*Reading passage*:

[35132-20-8] [(R,R)-form] [29841-69-8] [(S,S)-form]  · C14H16N2  · (MW 212.29)

(chiral diamine ligand for transition1,2 and main-group3 metals; optical resolution agent;4 chiral solvating agent in NMR analysis;5,6 precursor of chiral auxiliaries7)

Alternate Name: (S,S)-DPEN; (S,S)-1,2-diphenyl-1,2-ethanediamine; (S,S)-1,2-diamino-1,2-diphenylethane; (S,S)-stilbenediamine; (S,S)-a,b-diaminodihydrostilbene.

Physical Data: mp 85-86.5 °C;8 [a]23D -106 ± 1 (c 1.1, MeOH).9

Solubility: soluble in benzene, chloroform, dichloromethane, ethanol, diethyl ether, methanol, THF; modestly soluble in hot hexane, hot water.

Form Supplied in: colorless solid.

*Exercises*:
A. Summarize the reagent entry in two sentences.
B. What melting point does the reagent entry give for the compound?
C. Duplicate the reagent entry word for word from "Physical Data: mp 85-86.5 °C;8" up to and including "hexane, hot water.".

[Point-based annotation data]
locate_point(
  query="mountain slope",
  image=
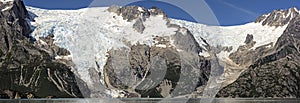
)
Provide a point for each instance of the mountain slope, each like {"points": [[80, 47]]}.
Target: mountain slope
{"points": [[135, 52], [26, 70], [274, 75]]}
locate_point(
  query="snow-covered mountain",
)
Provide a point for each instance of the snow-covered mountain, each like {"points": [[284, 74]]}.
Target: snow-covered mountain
{"points": [[90, 33], [137, 52]]}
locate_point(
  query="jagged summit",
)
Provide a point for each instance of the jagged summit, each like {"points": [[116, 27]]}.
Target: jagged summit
{"points": [[278, 17]]}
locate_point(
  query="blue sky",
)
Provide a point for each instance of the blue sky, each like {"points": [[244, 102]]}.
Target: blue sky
{"points": [[227, 12]]}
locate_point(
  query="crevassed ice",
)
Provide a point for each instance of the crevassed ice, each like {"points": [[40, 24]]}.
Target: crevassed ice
{"points": [[89, 33]]}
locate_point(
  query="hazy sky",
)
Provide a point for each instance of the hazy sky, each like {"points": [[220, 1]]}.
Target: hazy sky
{"points": [[227, 12]]}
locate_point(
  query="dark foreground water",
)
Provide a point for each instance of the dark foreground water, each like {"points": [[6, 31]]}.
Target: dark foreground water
{"points": [[150, 101]]}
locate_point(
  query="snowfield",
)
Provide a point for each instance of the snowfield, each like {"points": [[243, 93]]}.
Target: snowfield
{"points": [[89, 33]]}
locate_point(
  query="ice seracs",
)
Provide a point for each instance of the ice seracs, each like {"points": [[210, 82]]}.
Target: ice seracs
{"points": [[91, 32]]}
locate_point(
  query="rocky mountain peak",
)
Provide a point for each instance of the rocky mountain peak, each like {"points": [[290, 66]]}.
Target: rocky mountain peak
{"points": [[278, 17], [14, 13]]}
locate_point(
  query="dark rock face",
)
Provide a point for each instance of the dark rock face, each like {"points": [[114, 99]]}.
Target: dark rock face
{"points": [[27, 71], [151, 71], [275, 74], [155, 72], [278, 17]]}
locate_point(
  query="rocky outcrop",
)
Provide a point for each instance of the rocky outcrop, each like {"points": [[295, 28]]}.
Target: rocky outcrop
{"points": [[171, 67], [278, 17], [275, 74], [25, 69], [139, 14]]}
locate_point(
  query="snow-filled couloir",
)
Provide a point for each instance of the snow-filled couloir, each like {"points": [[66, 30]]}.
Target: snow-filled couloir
{"points": [[90, 33]]}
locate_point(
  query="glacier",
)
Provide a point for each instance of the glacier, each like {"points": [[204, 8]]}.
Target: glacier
{"points": [[90, 32]]}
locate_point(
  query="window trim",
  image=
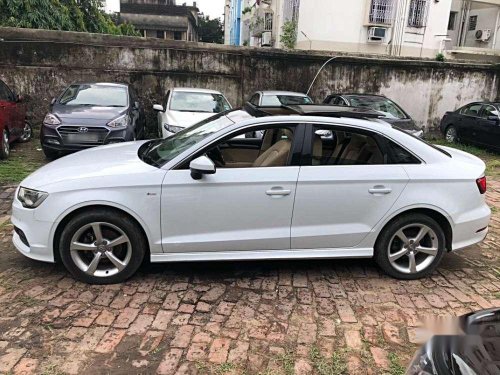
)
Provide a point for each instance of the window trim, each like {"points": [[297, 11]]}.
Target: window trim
{"points": [[380, 139], [295, 159]]}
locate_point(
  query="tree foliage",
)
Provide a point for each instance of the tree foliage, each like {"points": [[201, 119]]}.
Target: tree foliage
{"points": [[68, 15], [210, 30]]}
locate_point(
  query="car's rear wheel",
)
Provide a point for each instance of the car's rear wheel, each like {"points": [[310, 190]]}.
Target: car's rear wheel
{"points": [[410, 247], [4, 145], [451, 134], [27, 132], [102, 247]]}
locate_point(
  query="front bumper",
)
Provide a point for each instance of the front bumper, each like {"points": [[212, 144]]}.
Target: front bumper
{"points": [[67, 138], [37, 234]]}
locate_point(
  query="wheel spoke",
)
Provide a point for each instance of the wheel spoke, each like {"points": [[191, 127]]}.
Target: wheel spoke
{"points": [[427, 250], [397, 255], [79, 246], [403, 237], [421, 234], [93, 265], [96, 227], [118, 241], [413, 263], [117, 262]]}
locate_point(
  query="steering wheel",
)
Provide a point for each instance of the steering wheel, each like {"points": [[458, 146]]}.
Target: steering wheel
{"points": [[216, 155]]}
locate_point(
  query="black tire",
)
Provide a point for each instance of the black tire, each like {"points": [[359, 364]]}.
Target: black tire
{"points": [[49, 153], [4, 144], [136, 244], [27, 132], [451, 134], [389, 233]]}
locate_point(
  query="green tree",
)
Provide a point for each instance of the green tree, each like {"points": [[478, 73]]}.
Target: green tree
{"points": [[69, 15], [210, 30]]}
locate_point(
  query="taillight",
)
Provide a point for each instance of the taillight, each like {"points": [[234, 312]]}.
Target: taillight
{"points": [[481, 184]]}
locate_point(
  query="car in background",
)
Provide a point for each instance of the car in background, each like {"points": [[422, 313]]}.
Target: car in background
{"points": [[185, 107], [13, 123], [393, 113], [207, 194], [278, 98], [477, 123], [91, 114]]}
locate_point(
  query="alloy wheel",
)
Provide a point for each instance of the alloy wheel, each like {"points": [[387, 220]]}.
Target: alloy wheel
{"points": [[413, 248], [451, 134], [27, 132], [100, 249]]}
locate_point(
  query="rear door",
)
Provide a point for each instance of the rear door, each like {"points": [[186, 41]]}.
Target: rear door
{"points": [[339, 200]]}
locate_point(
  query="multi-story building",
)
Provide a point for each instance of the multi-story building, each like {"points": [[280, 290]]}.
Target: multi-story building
{"points": [[161, 19]]}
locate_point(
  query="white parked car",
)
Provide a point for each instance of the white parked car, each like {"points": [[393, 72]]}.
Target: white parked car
{"points": [[369, 190], [185, 107]]}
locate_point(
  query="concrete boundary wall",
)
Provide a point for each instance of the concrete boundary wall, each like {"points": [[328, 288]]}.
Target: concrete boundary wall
{"points": [[40, 63]]}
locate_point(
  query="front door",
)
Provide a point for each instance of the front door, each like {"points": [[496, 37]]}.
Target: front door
{"points": [[238, 208], [343, 195]]}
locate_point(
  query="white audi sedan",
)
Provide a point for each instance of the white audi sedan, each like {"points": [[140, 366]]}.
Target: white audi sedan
{"points": [[319, 184]]}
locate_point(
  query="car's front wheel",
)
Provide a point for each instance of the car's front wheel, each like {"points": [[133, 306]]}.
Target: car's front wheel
{"points": [[451, 134], [4, 145], [102, 247], [410, 247]]}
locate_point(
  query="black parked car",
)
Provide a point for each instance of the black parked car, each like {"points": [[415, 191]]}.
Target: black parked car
{"points": [[393, 113], [92, 114], [477, 123]]}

*Task responses*:
A. The reagent entry describes a chiral diamine with the formula C14H16N2 and a molecular weight of 212.29, used as a ligand for transition and main-group metals, an optical resolution agent, a chiral solvating agent in NMR analysis, and a precursor of chiral auxiliaries. It is supplied as a colorless solid with a melting point of 85-86.5 °C and is soluble in solvents such as benzene, chloroform, ethanol, methanol, and THF, but only modestly soluble in hot hexane and hot water.

B. 85-86.5 °C

C.
Physical Data: mp 85-86.5 °C;8 [a]23D -106 ± 1 (c 1.1, MeOH).9

Solubility: soluble in benzene, chloroform, dichloromethane, ethanol, diethyl ether, methanol, THF; modestly soluble in hot hexane, hot water.